▸ GOAL OF THE EXERCISE: Beginning with the line that holds "What to detect: oval", set down each line of the data below through the very last, exactly as given, and nothing beyond that.

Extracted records
_ _ _

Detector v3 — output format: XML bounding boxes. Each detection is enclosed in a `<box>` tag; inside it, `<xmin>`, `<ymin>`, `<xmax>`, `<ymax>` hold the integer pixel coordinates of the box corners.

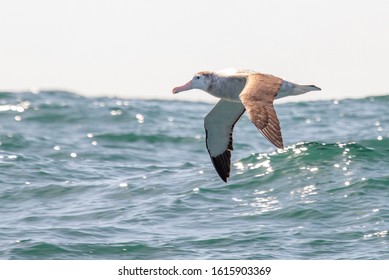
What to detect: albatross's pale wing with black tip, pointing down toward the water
<box><xmin>204</xmin><ymin>99</ymin><xmax>245</xmax><ymax>182</ymax></box>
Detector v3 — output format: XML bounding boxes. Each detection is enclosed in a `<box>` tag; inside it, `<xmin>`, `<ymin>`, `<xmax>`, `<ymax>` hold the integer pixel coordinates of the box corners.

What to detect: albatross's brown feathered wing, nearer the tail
<box><xmin>240</xmin><ymin>73</ymin><xmax>284</xmax><ymax>148</ymax></box>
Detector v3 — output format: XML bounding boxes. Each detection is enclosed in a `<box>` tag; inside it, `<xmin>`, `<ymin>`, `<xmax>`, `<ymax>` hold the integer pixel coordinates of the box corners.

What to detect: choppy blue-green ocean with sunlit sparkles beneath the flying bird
<box><xmin>0</xmin><ymin>91</ymin><xmax>389</xmax><ymax>260</ymax></box>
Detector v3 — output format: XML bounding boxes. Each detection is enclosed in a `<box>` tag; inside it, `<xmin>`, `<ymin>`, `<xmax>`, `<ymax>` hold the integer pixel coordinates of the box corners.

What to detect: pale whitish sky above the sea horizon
<box><xmin>0</xmin><ymin>0</ymin><xmax>389</xmax><ymax>100</ymax></box>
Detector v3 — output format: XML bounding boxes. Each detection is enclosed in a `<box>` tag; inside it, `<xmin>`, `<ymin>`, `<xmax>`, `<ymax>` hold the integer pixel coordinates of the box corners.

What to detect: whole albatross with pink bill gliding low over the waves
<box><xmin>173</xmin><ymin>69</ymin><xmax>320</xmax><ymax>182</ymax></box>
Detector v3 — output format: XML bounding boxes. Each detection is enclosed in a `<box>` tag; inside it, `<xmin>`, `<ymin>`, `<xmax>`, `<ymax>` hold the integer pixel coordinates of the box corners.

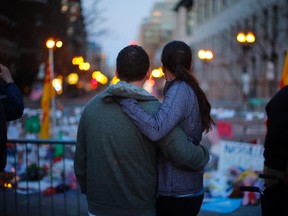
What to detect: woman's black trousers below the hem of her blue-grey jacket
<box><xmin>157</xmin><ymin>194</ymin><xmax>204</xmax><ymax>216</ymax></box>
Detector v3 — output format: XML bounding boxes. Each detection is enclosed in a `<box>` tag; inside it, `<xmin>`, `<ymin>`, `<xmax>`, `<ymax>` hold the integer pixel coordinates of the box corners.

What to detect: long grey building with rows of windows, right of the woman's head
<box><xmin>187</xmin><ymin>0</ymin><xmax>288</xmax><ymax>104</ymax></box>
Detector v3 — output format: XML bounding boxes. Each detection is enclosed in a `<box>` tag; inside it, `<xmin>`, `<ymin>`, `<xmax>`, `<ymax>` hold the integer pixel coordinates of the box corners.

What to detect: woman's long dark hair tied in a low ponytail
<box><xmin>161</xmin><ymin>41</ymin><xmax>215</xmax><ymax>132</ymax></box>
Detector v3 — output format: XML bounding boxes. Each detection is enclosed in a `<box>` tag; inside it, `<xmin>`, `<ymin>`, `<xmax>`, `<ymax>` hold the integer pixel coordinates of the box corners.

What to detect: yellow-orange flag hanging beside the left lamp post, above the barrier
<box><xmin>40</xmin><ymin>64</ymin><xmax>55</xmax><ymax>139</ymax></box>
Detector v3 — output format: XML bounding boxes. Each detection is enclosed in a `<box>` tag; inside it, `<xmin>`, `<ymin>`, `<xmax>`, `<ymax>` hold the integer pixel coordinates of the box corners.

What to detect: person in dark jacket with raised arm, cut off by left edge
<box><xmin>0</xmin><ymin>64</ymin><xmax>24</xmax><ymax>172</ymax></box>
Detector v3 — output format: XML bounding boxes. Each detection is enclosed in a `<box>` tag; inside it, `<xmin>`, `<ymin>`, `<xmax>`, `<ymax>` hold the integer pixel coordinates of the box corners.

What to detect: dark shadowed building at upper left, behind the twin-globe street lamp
<box><xmin>0</xmin><ymin>0</ymin><xmax>86</xmax><ymax>95</ymax></box>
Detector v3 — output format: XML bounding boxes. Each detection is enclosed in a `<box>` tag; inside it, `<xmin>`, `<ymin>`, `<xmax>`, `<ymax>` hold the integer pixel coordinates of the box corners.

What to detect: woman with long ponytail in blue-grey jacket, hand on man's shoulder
<box><xmin>119</xmin><ymin>41</ymin><xmax>215</xmax><ymax>216</ymax></box>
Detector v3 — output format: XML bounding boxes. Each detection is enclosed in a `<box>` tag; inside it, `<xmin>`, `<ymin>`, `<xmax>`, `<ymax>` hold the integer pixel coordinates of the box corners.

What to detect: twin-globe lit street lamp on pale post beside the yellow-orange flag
<box><xmin>46</xmin><ymin>38</ymin><xmax>63</xmax><ymax>136</ymax></box>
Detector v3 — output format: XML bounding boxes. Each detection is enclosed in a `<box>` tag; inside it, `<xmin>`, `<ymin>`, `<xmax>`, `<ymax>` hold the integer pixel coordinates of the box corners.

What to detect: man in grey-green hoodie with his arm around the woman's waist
<box><xmin>74</xmin><ymin>45</ymin><xmax>209</xmax><ymax>216</ymax></box>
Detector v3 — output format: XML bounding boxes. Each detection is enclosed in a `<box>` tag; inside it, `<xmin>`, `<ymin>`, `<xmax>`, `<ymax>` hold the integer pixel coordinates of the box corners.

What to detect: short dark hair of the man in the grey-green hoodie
<box><xmin>116</xmin><ymin>45</ymin><xmax>150</xmax><ymax>82</ymax></box>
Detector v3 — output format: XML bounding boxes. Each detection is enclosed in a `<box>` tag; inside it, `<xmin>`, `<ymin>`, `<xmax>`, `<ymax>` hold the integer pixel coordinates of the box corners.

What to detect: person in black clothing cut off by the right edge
<box><xmin>261</xmin><ymin>85</ymin><xmax>288</xmax><ymax>216</ymax></box>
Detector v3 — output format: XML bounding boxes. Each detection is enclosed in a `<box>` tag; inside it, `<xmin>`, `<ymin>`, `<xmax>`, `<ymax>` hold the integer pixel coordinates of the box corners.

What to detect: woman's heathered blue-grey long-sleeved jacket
<box><xmin>120</xmin><ymin>80</ymin><xmax>204</xmax><ymax>196</ymax></box>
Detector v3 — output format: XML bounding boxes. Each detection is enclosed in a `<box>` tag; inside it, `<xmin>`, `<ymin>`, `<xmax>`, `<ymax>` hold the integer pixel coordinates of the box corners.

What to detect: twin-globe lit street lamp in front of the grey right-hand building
<box><xmin>236</xmin><ymin>32</ymin><xmax>256</xmax><ymax>105</ymax></box>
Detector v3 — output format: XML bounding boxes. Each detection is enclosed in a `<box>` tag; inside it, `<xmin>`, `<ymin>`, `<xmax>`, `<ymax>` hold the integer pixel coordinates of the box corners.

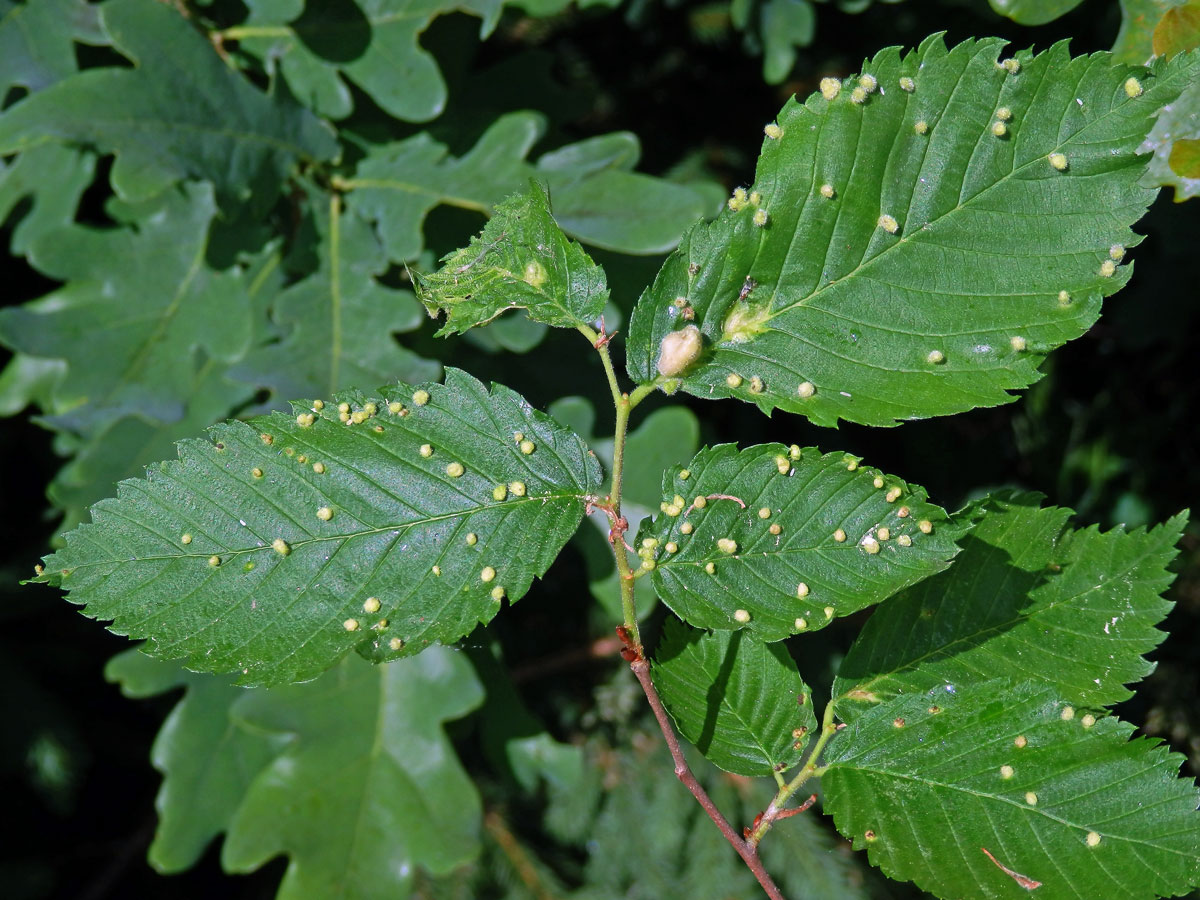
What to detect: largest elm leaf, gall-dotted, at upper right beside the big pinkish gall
<box><xmin>629</xmin><ymin>36</ymin><xmax>1200</xmax><ymax>425</ymax></box>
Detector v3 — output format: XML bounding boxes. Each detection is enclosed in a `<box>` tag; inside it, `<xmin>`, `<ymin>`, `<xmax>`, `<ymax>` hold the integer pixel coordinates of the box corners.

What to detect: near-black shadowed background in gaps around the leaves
<box><xmin>0</xmin><ymin>0</ymin><xmax>1200</xmax><ymax>900</ymax></box>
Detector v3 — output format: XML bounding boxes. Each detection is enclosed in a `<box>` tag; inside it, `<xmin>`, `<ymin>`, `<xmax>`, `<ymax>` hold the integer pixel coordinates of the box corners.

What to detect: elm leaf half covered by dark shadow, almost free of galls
<box><xmin>833</xmin><ymin>494</ymin><xmax>1187</xmax><ymax>721</ymax></box>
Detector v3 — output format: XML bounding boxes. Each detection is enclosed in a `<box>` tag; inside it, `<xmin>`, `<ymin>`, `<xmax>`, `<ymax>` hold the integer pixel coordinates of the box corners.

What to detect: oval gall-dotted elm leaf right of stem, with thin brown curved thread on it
<box><xmin>637</xmin><ymin>444</ymin><xmax>958</xmax><ymax>641</ymax></box>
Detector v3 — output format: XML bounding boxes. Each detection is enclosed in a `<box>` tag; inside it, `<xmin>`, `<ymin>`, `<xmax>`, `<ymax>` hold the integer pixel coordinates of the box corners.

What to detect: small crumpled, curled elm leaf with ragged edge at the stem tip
<box><xmin>415</xmin><ymin>181</ymin><xmax>608</xmax><ymax>336</ymax></box>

_ _ _

▸ ANSWER TO THIS EXERCISE:
What to detect: oval gall-dotted elm leaf right of stem, with thin brown curved thread on it
<box><xmin>637</xmin><ymin>444</ymin><xmax>958</xmax><ymax>641</ymax></box>
Detector v3 — output format: XML bounding boxes. Each detection is enclosed in a `<box>` tag; inside it, `<xmin>`, `<ymin>`, `<xmax>`, `<ymax>` hold the integer pixel coordinates of the box corners.

What to detect: small crumpled, curled elm leaf with ragged edge at the stem tip
<box><xmin>415</xmin><ymin>181</ymin><xmax>608</xmax><ymax>336</ymax></box>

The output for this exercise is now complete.